Data shown Block Start

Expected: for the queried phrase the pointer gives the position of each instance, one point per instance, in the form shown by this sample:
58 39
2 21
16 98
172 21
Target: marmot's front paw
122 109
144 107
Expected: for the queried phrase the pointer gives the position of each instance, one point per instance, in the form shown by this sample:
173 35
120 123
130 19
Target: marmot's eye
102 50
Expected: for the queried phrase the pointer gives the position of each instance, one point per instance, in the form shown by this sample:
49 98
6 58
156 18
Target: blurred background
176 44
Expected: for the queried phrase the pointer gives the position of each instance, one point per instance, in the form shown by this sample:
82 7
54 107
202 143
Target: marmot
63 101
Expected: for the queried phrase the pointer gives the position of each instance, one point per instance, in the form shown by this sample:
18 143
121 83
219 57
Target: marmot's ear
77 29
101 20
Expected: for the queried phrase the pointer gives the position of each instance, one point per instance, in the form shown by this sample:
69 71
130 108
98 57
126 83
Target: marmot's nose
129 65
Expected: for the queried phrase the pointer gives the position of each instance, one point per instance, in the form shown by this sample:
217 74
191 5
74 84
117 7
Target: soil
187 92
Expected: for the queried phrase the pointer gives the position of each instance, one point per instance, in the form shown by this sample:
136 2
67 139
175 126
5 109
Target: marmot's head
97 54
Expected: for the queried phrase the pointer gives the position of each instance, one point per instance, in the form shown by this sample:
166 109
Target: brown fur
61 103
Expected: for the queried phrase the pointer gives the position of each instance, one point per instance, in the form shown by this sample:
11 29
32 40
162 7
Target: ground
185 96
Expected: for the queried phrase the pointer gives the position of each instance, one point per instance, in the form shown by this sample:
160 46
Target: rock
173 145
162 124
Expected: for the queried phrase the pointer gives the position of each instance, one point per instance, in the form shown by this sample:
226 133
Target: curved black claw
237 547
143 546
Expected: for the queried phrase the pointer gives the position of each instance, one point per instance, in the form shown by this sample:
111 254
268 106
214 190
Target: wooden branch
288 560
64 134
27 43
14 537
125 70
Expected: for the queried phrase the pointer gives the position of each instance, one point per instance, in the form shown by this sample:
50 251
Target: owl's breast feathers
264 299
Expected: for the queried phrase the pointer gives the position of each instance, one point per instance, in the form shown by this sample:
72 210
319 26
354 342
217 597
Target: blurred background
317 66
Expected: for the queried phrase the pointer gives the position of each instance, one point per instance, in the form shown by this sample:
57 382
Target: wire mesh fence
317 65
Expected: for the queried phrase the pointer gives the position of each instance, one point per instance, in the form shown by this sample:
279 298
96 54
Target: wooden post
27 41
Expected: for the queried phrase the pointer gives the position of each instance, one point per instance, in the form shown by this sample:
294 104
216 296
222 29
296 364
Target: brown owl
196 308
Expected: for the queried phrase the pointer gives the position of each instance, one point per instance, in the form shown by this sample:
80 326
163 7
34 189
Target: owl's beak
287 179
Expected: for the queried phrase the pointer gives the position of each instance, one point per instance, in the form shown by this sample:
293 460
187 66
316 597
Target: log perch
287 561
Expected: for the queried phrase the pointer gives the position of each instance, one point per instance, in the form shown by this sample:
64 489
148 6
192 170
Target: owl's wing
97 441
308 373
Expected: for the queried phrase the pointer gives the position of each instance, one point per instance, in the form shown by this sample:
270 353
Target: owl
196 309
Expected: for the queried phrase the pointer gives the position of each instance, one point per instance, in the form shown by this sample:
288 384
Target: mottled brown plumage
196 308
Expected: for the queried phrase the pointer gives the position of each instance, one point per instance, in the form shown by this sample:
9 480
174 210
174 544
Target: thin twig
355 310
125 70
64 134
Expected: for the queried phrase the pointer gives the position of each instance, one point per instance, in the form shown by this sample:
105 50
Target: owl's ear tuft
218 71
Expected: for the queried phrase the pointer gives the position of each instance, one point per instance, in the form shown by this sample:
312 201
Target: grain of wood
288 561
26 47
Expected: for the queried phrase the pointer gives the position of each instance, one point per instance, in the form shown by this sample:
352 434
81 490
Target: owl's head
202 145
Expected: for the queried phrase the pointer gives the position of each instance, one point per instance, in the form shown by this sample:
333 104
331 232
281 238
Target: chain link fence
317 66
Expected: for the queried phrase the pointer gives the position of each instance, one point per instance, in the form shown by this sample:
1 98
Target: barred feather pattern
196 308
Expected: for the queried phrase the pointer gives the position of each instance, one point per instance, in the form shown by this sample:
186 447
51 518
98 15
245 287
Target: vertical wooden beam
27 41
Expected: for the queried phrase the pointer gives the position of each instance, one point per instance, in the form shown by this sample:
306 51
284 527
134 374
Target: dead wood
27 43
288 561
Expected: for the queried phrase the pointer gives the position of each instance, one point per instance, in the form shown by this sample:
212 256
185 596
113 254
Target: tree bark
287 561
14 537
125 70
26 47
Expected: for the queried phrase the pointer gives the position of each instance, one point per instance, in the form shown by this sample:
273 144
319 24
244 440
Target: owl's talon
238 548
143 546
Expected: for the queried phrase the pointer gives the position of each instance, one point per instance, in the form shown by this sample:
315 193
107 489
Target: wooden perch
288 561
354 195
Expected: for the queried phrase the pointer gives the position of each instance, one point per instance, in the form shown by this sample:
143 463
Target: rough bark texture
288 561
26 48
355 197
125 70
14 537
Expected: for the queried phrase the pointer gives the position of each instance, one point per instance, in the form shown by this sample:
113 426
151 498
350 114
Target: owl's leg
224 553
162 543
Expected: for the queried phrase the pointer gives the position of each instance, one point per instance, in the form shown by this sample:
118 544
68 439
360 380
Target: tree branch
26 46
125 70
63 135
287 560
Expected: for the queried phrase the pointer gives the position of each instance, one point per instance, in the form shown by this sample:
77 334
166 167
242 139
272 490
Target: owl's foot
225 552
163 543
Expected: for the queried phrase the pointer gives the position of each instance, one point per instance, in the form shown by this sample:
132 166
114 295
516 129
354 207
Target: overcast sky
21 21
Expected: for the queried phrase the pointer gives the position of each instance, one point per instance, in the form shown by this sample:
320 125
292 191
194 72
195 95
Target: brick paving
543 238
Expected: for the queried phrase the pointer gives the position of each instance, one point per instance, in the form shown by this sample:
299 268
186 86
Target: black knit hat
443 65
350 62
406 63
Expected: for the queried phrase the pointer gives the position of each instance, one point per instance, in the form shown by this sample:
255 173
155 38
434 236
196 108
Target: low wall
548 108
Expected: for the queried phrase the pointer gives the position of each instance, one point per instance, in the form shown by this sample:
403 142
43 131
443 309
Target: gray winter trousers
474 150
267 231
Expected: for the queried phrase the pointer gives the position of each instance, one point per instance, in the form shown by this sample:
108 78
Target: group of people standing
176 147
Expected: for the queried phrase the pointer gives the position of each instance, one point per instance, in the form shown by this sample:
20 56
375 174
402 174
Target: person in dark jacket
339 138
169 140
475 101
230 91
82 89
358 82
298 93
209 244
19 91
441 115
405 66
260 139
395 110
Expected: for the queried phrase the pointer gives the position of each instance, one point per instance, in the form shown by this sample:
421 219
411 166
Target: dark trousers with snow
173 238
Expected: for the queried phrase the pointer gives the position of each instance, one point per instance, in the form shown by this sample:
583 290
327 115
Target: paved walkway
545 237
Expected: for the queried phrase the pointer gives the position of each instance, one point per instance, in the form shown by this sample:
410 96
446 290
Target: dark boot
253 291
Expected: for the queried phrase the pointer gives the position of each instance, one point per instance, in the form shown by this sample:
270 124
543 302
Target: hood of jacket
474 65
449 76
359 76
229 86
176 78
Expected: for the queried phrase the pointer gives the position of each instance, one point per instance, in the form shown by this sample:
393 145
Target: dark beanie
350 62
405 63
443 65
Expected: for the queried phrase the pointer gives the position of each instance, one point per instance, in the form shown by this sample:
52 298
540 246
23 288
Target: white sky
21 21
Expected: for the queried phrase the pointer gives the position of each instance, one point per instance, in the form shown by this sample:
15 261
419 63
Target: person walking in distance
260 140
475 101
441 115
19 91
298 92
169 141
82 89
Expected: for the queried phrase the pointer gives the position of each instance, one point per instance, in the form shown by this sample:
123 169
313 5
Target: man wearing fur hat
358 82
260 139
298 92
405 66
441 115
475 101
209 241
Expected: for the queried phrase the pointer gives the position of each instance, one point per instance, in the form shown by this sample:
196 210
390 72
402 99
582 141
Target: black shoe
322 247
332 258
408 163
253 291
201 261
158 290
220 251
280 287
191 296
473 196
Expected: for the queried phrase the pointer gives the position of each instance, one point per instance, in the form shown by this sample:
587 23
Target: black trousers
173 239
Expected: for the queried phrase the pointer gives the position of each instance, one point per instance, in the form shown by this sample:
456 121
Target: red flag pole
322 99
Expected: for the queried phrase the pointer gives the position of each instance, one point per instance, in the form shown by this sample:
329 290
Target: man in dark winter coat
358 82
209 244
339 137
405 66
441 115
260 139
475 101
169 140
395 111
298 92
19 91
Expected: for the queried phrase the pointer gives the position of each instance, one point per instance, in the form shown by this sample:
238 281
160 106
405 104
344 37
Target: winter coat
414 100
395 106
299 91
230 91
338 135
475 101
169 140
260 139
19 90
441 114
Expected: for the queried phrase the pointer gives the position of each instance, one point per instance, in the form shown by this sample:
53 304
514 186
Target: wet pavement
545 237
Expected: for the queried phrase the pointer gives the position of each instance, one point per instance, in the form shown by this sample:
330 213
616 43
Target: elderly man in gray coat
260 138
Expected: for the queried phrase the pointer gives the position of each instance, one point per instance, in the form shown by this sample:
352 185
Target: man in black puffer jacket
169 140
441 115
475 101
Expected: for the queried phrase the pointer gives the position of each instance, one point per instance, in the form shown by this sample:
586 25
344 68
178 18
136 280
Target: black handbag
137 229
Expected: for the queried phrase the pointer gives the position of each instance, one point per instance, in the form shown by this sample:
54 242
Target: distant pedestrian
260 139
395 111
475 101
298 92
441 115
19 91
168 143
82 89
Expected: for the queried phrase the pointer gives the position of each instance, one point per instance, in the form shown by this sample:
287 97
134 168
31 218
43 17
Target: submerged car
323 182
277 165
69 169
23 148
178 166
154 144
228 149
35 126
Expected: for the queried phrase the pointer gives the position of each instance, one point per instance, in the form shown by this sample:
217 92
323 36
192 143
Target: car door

Data shown Block End

▶ [Task details] Start at the line containing "Target: elderly man in gray coat" and copy each line through the last one in the records, exactly and with nothing added.

▶ [Task result]
Target: elderly man in gray coat
260 138
Expected: for the queried phrase the pointer gives the position of each instance, one point per instance, in the form shown by this sample:
352 185
Target: man in black puffer jacket
169 140
441 115
475 101
Expected: for the queried phrase the pointer gives the position of each instance, one point per instance, in the form shown by this sample:
586 25
344 68
178 18
136 280
Target: black handbag
137 229
Expected: for the queried phrase the pointer gives the position of each instance, one point per instance, in the form shown by this sample:
54 242
Target: distant pedestrian
260 139
395 111
475 101
298 92
441 115
19 91
168 143
82 89
Expected: for the queried phrase the pointer gives the position of each instance, one point per instance, in the form shown by this sample:
287 97
134 168
31 218
43 17
Target: submerged car
323 182
277 165
69 169
23 148
178 166
154 144
228 149
35 126
Expected: for the queried phrase the pointer gives the position of each instance, one point per instance, in the form shown by this sample:
217 92
323 36
192 143
Target: car door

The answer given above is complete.